*The exercise*: Please locate every line in the items below that contains the string "stone" and copy each of those lines in full. Matching is case-sensitive.

*Records from a point-labeling set*:

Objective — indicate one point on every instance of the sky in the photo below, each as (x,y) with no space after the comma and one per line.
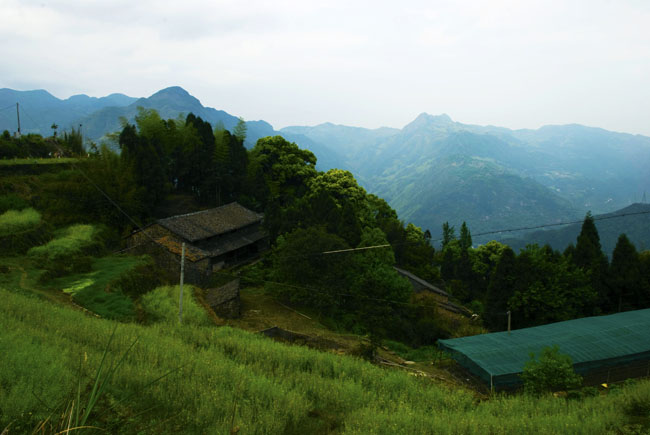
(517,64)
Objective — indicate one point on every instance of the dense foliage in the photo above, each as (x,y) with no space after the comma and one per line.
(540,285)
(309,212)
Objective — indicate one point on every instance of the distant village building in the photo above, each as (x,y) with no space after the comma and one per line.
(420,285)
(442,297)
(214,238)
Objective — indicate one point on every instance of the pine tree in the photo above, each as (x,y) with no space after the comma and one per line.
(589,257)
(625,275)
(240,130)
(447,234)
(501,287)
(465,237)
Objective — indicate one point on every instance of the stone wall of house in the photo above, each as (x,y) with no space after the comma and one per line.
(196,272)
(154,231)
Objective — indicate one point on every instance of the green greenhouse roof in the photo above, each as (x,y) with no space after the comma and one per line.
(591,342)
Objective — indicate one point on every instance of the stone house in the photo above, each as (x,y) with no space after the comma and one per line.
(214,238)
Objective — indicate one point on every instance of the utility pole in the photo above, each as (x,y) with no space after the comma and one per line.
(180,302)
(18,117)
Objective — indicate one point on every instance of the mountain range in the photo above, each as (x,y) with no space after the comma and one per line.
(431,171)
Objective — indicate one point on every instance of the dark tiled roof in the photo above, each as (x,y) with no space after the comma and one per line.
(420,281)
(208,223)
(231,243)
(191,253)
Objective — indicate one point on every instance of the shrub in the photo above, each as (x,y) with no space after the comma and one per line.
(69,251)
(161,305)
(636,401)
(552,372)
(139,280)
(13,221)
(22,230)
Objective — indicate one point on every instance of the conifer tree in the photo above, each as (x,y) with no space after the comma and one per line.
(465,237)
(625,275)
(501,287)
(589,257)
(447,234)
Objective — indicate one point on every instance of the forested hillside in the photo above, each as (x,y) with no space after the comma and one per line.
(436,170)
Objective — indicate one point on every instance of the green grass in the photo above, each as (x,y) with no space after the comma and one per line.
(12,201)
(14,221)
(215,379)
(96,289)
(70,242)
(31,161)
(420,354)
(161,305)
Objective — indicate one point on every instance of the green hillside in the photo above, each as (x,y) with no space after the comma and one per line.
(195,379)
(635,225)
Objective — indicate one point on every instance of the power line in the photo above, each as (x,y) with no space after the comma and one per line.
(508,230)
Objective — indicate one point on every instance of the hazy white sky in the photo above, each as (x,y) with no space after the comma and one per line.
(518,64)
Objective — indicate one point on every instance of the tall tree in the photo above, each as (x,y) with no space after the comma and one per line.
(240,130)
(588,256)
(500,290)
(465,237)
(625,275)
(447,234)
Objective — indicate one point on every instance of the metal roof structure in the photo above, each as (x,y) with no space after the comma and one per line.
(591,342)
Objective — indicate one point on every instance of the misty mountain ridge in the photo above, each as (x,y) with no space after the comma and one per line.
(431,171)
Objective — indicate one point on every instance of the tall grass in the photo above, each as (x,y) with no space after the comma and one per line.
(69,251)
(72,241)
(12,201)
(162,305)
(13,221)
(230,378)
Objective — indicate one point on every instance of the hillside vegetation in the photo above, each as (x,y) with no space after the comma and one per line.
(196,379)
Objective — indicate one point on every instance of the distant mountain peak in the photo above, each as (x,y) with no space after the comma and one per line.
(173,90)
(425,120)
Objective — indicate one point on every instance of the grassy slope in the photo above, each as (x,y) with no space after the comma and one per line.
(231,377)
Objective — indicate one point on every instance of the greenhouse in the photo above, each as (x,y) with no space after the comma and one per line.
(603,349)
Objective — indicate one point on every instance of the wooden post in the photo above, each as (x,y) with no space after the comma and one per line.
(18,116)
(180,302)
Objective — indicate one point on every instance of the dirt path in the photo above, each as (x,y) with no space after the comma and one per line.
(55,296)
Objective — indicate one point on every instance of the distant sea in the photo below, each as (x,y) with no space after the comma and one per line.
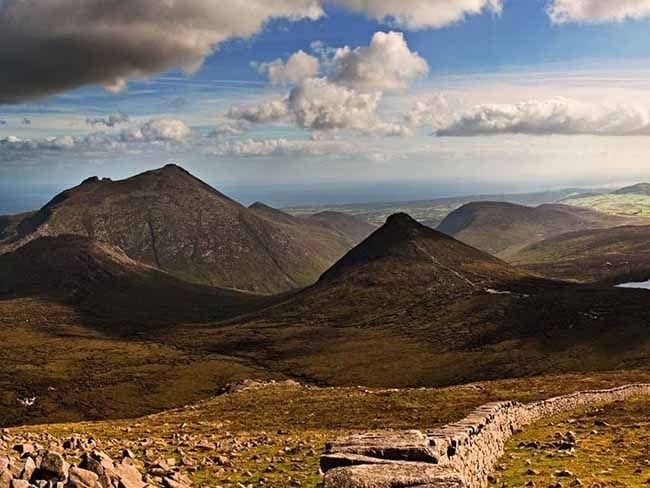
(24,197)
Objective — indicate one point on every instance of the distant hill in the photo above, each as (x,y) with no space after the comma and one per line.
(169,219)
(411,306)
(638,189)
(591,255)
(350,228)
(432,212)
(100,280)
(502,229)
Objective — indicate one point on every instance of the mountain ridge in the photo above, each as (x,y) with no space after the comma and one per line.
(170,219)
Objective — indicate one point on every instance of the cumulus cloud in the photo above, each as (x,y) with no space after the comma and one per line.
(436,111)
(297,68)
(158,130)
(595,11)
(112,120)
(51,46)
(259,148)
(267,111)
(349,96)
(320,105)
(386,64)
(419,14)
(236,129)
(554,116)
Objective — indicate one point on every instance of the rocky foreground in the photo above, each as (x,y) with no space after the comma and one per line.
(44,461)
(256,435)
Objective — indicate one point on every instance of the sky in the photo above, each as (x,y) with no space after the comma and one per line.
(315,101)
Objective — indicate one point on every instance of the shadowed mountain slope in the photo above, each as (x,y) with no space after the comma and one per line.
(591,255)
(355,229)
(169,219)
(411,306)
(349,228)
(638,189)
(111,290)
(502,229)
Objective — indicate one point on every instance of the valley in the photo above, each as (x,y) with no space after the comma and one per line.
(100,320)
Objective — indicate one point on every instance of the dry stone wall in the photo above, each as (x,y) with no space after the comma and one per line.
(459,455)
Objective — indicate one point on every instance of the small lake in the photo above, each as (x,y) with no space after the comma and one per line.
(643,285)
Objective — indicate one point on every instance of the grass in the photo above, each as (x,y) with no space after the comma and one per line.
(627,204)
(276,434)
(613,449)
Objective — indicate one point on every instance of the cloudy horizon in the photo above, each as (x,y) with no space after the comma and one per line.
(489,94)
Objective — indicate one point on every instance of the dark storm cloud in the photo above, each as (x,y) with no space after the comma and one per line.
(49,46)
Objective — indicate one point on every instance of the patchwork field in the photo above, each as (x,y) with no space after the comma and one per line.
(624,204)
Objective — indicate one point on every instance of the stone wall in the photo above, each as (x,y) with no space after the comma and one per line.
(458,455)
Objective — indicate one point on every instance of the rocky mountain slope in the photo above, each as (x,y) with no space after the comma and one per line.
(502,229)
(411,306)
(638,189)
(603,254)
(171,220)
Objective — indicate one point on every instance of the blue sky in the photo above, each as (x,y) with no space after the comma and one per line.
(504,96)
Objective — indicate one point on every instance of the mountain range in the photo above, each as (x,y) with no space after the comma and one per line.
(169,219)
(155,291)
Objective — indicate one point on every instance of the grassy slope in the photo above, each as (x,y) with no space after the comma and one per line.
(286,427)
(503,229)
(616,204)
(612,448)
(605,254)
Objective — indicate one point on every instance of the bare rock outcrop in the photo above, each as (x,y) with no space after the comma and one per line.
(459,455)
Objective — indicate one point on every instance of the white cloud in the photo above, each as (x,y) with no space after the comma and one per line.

==

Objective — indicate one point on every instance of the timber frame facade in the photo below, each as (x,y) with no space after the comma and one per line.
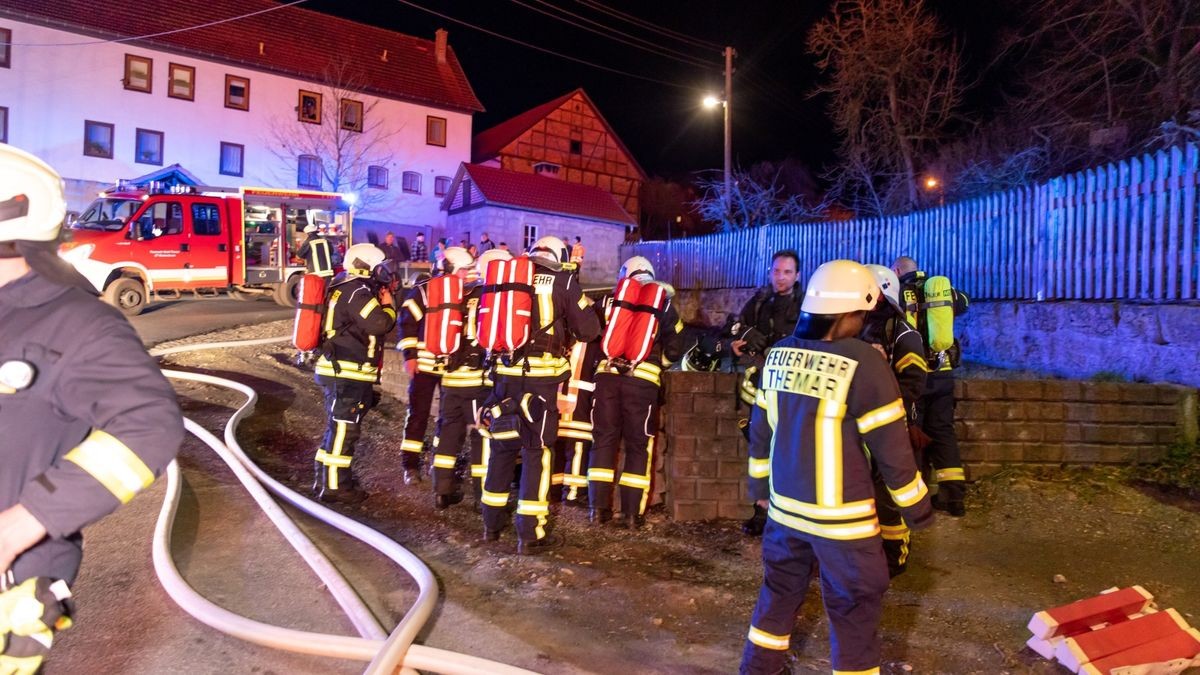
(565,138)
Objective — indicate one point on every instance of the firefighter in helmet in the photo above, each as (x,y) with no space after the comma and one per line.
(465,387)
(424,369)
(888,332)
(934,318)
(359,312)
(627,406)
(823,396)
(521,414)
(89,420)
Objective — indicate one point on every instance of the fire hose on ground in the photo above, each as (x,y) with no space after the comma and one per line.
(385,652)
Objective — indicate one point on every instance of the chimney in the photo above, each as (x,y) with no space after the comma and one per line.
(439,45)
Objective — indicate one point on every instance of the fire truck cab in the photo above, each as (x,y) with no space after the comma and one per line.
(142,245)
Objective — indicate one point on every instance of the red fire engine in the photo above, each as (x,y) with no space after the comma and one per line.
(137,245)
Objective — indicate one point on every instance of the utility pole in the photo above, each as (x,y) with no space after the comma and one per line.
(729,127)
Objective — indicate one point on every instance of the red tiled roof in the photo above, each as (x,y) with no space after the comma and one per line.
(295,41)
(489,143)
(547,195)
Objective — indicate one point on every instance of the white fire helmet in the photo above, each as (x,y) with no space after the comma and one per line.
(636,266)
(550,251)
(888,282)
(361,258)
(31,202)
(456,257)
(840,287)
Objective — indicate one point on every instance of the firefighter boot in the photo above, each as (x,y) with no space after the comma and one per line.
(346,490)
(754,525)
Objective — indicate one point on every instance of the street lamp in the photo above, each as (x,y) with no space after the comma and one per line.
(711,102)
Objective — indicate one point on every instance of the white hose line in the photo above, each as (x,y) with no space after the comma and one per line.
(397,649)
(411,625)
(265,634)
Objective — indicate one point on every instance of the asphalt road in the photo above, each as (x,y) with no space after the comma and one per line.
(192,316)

*Answer below*:
Objective — indicate one point on every instance of the stone wall of house in the photo above, each as (x,y) with no space after the comma and one per line.
Objective — indicate one point on every instance of the stone house in the photo above, each as (x,y) with no space after the comma and one per line.
Objective — indicate one point on every instance of the dry stone wall in the photo above, each as (x,y) with no space after the comma and one per line.
Objective — indicate one point on every instance of the stone wall in the photo above, each as (x,y) with no space after the comma and one per line.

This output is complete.